----- RECORDS FOR THE EXERCISE

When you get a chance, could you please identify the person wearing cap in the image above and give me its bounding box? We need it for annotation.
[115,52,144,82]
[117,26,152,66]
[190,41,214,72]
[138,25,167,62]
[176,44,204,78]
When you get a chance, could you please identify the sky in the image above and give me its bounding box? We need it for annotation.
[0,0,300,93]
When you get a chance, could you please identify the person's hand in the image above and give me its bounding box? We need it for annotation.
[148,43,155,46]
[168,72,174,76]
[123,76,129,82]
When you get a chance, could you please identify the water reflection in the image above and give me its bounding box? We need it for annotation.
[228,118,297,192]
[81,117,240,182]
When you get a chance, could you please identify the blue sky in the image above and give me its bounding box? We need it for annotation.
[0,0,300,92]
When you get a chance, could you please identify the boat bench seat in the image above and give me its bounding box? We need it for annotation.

----------

AIM OF THE EXERCISE »
Change "annotation" to "labeling" in the data from the line containing "When you get a chance, could you please identify the sky" up to and including the line containing "[123,76,129,82]", and give back only those lines with nothing else altered.

FULL ANSWER »
When you get a chance, could you please identify the sky in the image above and give me its bounding box? We need it for labeling.
[0,0,300,93]
When you get a chance, could you please identify the person's hand in the image above and give me its bounding box? We need it for labeling.
[148,43,155,46]
[168,72,174,76]
[123,76,129,82]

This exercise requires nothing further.